* [Exercise goal]
Reproduce verbatim the part of the entries below that opens with the line containing "edge in the photo above." and runs through the end of the entries. Omit the pictures from your copy.

* [Dataset excerpts]

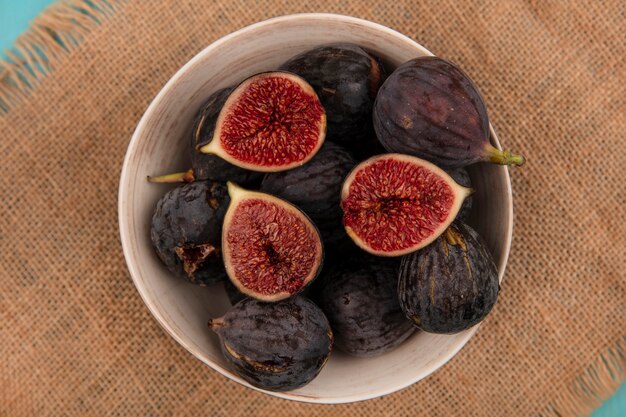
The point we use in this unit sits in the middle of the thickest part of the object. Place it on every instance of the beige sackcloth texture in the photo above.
(75, 337)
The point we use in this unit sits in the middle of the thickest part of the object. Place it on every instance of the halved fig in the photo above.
(205, 166)
(271, 249)
(394, 204)
(271, 122)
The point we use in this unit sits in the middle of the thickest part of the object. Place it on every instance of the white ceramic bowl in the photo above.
(158, 147)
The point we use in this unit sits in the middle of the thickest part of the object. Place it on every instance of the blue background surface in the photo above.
(15, 16)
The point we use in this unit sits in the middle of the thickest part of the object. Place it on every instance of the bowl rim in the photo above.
(125, 234)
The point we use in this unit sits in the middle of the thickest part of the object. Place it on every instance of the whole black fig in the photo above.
(186, 231)
(316, 188)
(275, 346)
(346, 78)
(450, 285)
(360, 299)
(431, 109)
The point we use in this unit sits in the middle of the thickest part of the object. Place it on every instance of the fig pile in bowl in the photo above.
(333, 203)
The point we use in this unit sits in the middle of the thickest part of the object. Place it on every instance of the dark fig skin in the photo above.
(275, 346)
(461, 177)
(316, 188)
(186, 231)
(360, 299)
(346, 78)
(431, 109)
(233, 294)
(450, 285)
(210, 166)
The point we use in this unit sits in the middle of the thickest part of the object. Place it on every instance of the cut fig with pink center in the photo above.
(271, 122)
(271, 249)
(394, 204)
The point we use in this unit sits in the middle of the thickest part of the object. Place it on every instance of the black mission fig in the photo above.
(275, 346)
(186, 231)
(450, 285)
(429, 108)
(316, 188)
(359, 297)
(346, 79)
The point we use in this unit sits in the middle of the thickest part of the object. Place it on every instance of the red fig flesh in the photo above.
(395, 204)
(271, 122)
(271, 249)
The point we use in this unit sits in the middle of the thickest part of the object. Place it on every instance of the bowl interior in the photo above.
(158, 147)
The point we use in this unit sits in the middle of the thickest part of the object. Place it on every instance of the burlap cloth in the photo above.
(75, 337)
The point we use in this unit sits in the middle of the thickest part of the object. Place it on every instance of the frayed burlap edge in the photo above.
(51, 37)
(598, 381)
(60, 29)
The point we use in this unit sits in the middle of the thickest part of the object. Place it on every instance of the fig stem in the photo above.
(186, 176)
(503, 157)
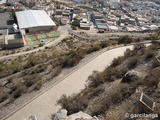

* [Response]
The point we use in this unit sits in the middle of the thickest part of the object. Place it on every instance of the frayed burlap edge in the photo above.
(51, 37)
(598, 381)
(60, 29)
The point we use in this unit sits in the middle of the thickest part of the object. Place it on every instance of the fig stem in the photo above.
(186, 176)
(503, 157)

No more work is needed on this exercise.